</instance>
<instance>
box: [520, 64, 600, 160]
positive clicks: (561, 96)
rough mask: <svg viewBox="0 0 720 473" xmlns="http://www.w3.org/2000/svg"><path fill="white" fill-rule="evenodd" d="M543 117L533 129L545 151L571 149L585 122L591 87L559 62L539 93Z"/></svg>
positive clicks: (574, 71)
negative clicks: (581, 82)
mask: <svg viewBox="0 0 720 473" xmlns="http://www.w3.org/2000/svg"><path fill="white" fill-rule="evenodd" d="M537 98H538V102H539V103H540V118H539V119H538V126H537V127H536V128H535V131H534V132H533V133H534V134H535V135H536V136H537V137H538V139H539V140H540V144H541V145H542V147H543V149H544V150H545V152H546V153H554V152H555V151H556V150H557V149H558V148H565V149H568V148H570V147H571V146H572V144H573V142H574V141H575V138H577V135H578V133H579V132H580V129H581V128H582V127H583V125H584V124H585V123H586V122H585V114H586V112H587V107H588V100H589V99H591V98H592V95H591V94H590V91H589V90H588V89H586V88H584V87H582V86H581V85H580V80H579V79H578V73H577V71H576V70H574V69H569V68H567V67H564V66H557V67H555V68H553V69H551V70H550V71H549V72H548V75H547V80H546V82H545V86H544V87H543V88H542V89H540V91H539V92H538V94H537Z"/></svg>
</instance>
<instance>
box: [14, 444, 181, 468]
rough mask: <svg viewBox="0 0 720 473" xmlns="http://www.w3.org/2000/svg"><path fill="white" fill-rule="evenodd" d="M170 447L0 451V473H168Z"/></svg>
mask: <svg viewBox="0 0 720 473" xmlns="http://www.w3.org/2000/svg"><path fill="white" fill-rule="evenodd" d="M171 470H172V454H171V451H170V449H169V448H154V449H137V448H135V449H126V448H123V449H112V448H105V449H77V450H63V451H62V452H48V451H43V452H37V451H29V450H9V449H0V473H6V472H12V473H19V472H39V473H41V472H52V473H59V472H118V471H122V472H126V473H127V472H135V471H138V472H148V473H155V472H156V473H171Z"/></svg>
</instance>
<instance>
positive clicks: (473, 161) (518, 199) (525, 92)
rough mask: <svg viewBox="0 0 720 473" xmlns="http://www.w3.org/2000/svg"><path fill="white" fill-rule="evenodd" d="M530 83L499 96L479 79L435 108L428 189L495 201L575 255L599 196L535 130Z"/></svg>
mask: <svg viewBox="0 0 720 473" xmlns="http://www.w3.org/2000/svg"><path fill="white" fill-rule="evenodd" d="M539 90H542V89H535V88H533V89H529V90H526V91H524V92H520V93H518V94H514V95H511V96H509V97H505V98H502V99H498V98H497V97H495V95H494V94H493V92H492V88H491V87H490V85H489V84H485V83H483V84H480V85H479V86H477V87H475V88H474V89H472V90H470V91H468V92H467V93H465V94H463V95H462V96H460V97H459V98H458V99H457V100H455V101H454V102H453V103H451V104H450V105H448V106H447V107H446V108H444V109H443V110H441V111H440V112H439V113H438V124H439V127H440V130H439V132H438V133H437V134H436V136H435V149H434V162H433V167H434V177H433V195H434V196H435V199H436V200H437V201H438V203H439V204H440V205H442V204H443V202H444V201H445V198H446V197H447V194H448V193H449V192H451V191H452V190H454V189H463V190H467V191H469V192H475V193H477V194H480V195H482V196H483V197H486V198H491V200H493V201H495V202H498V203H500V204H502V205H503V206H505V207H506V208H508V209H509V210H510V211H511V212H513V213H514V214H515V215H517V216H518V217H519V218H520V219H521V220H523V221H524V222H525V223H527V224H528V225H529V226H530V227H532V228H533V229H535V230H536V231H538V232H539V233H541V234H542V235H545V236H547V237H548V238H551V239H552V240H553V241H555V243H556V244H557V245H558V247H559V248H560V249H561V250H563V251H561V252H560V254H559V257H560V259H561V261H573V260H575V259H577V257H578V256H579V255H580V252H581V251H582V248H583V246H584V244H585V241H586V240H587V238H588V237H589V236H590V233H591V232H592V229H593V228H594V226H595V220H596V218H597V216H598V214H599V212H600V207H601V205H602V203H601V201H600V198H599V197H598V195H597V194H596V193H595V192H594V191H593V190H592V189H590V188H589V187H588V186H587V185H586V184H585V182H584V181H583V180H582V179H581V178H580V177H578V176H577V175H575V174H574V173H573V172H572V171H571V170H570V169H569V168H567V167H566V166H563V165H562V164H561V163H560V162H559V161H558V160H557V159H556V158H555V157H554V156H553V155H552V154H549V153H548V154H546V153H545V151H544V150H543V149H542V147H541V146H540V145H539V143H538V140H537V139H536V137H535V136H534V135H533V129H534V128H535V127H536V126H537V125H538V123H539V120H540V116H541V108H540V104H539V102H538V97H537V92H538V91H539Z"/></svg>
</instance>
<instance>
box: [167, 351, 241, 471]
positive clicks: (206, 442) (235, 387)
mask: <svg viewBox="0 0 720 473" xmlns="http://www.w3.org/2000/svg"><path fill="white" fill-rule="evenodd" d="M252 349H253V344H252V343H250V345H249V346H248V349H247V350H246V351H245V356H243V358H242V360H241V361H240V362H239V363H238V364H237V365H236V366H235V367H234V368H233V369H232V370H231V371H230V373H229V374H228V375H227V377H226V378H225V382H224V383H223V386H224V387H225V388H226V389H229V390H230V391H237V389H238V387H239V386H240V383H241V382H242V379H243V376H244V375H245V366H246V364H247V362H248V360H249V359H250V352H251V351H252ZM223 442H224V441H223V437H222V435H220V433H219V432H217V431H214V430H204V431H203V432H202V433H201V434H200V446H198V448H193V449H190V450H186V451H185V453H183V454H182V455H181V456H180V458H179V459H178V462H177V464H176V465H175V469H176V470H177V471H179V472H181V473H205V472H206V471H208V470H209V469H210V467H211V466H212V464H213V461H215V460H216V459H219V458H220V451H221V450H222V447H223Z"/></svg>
# # # # #
> [PROBLEM REQUIREMENTS]:
For every entry in the records above, write an exact copy.

> [RESPONSE BOX]:
</instance>
<instance>
box: [520, 64, 600, 160]
positive clicks: (561, 96)
rough mask: <svg viewBox="0 0 720 473" xmlns="http://www.w3.org/2000/svg"><path fill="white" fill-rule="evenodd" d="M543 117L533 129L545 151L571 149L585 122L591 87L559 62L539 93Z"/></svg>
positive clicks: (574, 71)
negative clicks: (581, 82)
mask: <svg viewBox="0 0 720 473" xmlns="http://www.w3.org/2000/svg"><path fill="white" fill-rule="evenodd" d="M537 98H538V102H539V103H540V118H539V119H538V126H537V127H536V128H535V131H534V132H533V133H534V134H535V135H536V136H537V137H538V139H539V140H540V144H541V145H542V147H543V149H544V150H545V152H546V153H554V152H555V151H556V150H557V149H558V148H565V149H568V148H570V147H571V146H572V144H573V142H574V141H575V138H577V135H578V133H579V132H580V129H581V128H582V127H583V125H584V124H585V123H586V122H585V114H586V112H587V107H588V100H589V99H591V98H592V95H591V94H590V91H589V90H588V89H586V88H584V87H582V86H581V85H580V80H579V79H578V73H577V71H576V70H574V69H569V68H567V67H564V66H557V67H555V68H553V69H551V70H550V71H549V72H548V75H547V80H546V82H545V86H544V87H543V88H542V89H540V91H539V92H538V94H537Z"/></svg>
</instance>
<instance>
box: [14, 444, 181, 468]
rough mask: <svg viewBox="0 0 720 473" xmlns="http://www.w3.org/2000/svg"><path fill="white" fill-rule="evenodd" d="M170 447L0 451V473H168Z"/></svg>
mask: <svg viewBox="0 0 720 473" xmlns="http://www.w3.org/2000/svg"><path fill="white" fill-rule="evenodd" d="M171 470H172V454H171V451H170V449H169V448H154V449H137V448H135V449H126V448H123V449H112V448H105V449H77V450H63V451H62V452H48V451H43V452H37V451H29V450H9V449H0V473H6V472H12V473H19V472H39V473H41V472H52V473H59V472H118V471H122V472H126V473H127V472H135V471H138V472H148V473H155V472H156V473H171Z"/></svg>
</instance>
<instance>
positive clicks: (473, 161) (518, 199) (525, 92)
rough mask: <svg viewBox="0 0 720 473" xmlns="http://www.w3.org/2000/svg"><path fill="white" fill-rule="evenodd" d="M530 83L499 96L479 79L435 108L428 189L495 201L575 255L599 196L535 130Z"/></svg>
mask: <svg viewBox="0 0 720 473" xmlns="http://www.w3.org/2000/svg"><path fill="white" fill-rule="evenodd" d="M539 90H542V89H535V88H533V89H529V90H526V91H524V92H520V93H518V94H514V95H511V96H509V97H505V98H502V99H498V98H497V97H495V95H494V94H493V92H492V88H491V87H490V85H489V84H485V83H483V84H480V85H479V86H477V87H475V88H474V89H472V90H470V91H468V92H467V93H465V94H463V95H462V96H460V97H459V98H458V99H457V100H455V101H454V102H453V103H451V104H450V105H448V106H447V107H446V108H444V109H443V110H441V111H440V112H439V113H438V124H439V127H440V130H439V132H438V133H437V134H436V136H435V149H434V162H433V167H434V177H433V195H434V196H435V199H436V200H437V201H438V203H439V204H440V205H442V204H443V202H444V201H445V198H446V197H447V194H448V193H449V192H451V191H452V190H454V189H463V190H467V191H469V192H475V193H477V194H480V195H482V196H483V197H486V198H491V200H493V201H495V202H498V203H500V204H502V205H503V206H505V207H506V208H508V209H509V210H510V211H511V212H513V213H514V214H515V215H517V216H518V217H519V218H520V219H521V220H523V221H524V222H525V223H527V224H528V225H529V226H530V227H532V228H533V229H535V230H536V231H538V232H539V233H541V234H542V235H545V236H547V237H548V238H551V239H552V240H553V241H555V243H556V244H557V245H558V247H559V248H560V249H561V250H563V251H561V252H560V254H559V257H560V259H561V261H573V260H575V259H577V257H578V256H579V255H580V252H581V251H582V248H583V246H584V244H585V241H586V240H587V238H588V237H589V236H590V233H591V232H592V229H593V228H594V226H595V220H596V218H597V216H598V214H599V212H600V207H601V205H602V203H601V201H600V198H599V197H598V195H597V194H596V193H595V192H594V191H593V190H592V189H590V188H589V187H588V186H587V185H586V184H585V182H584V181H583V180H582V179H581V178H580V177H578V176H577V175H575V174H574V173H573V172H572V171H571V170H570V169H569V168H567V167H566V166H563V165H562V164H561V163H560V162H559V161H558V160H557V159H556V158H555V157H554V156H553V155H552V154H549V153H548V154H546V153H545V151H544V150H543V149H542V147H541V146H540V145H539V143H538V140H537V139H536V137H535V136H534V135H533V129H534V128H535V127H536V126H537V125H538V123H539V120H540V116H541V108H540V104H539V102H538V97H537V92H538V91H539Z"/></svg>
</instance>
<instance>
box: [167, 351, 241, 471]
positive clicks: (206, 442) (235, 387)
mask: <svg viewBox="0 0 720 473" xmlns="http://www.w3.org/2000/svg"><path fill="white" fill-rule="evenodd" d="M252 349H253V344H252V343H250V345H249V346H248V349H247V350H246V351H245V356H243V358H242V360H241V361H240V362H239V363H238V364H237V365H236V366H235V367H234V368H233V369H232V370H231V371H230V373H229V374H228V375H227V377H226V378H225V382H224V383H223V386H224V387H225V388H226V389H229V390H230V391H237V389H238V387H239V386H240V383H241V382H242V379H243V376H244V375H245V366H246V364H247V362H248V360H249V359H250V352H251V351H252ZM223 442H224V441H223V437H222V435H220V433H219V432H217V431H214V430H204V431H203V432H202V433H201V434H200V446H198V448H193V449H190V450H186V451H185V453H183V454H182V455H181V456H180V458H179V459H178V462H177V464H176V465H175V469H176V470H177V471H179V472H181V473H205V472H206V471H208V470H209V469H210V467H211V466H212V464H213V461H215V460H216V459H219V458H220V451H221V450H222V447H223Z"/></svg>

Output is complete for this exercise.